Add 146 to every bounding box coordinate in the lines below, from the first line down to the line containing "[756,415,890,573]", both included. Write out all of those lines again, including the ones without coordinates.

------------------------------------------------------------------------

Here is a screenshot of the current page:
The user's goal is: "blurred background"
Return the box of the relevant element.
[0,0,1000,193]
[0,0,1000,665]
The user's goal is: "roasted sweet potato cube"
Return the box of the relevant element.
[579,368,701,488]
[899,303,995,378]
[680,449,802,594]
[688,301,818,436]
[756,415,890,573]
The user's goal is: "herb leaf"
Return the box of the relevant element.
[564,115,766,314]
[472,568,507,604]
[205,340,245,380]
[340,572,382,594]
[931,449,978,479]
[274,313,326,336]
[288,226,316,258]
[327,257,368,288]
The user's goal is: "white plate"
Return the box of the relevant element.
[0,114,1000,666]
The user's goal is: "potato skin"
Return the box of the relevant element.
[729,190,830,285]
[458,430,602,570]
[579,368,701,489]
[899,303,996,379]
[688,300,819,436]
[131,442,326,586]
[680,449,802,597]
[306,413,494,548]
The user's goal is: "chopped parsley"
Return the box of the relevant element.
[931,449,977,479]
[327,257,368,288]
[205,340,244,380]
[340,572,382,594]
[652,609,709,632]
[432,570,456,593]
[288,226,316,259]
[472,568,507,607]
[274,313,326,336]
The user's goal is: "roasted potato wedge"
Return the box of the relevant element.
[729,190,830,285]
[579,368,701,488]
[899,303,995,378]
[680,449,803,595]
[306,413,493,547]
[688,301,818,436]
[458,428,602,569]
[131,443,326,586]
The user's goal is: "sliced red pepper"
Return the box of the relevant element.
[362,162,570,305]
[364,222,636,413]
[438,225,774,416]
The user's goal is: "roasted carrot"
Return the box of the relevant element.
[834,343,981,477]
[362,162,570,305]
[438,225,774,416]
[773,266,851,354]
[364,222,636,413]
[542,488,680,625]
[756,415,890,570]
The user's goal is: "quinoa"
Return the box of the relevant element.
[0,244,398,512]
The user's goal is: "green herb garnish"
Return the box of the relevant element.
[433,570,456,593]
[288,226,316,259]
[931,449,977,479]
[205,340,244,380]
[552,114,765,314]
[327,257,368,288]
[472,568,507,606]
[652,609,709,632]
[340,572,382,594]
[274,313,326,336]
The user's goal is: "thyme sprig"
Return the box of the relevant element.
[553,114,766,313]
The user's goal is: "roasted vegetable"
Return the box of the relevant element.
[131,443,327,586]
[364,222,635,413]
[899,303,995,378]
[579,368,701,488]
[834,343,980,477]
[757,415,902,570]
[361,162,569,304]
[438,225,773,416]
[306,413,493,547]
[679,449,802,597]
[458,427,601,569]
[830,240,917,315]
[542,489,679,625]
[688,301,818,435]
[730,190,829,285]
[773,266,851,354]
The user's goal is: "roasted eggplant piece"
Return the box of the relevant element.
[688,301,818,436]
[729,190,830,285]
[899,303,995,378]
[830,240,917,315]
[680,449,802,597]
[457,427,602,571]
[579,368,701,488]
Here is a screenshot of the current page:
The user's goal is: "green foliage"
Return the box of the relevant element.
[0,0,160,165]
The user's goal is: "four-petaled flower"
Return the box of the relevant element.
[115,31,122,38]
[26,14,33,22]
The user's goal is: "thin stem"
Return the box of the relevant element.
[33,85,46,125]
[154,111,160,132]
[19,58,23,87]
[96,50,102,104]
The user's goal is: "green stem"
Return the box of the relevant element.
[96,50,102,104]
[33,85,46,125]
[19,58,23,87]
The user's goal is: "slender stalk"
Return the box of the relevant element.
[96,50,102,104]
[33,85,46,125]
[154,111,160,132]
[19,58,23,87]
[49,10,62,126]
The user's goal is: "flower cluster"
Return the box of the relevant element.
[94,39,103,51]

------------------------------------------------------------------------

Response to this exercise:
Here is a screenshot of the current page:
The user's goal is: "blurred background"
Return the box of the relevant element.
[146,146,1146,339]
[146,146,1146,811]
The user's goal is: "roasted sweet potato cube"
Return the box of the relevant element.
[725,514,847,634]
[1045,449,1141,524]
[826,595,948,740]
[834,447,964,582]
[902,561,1036,719]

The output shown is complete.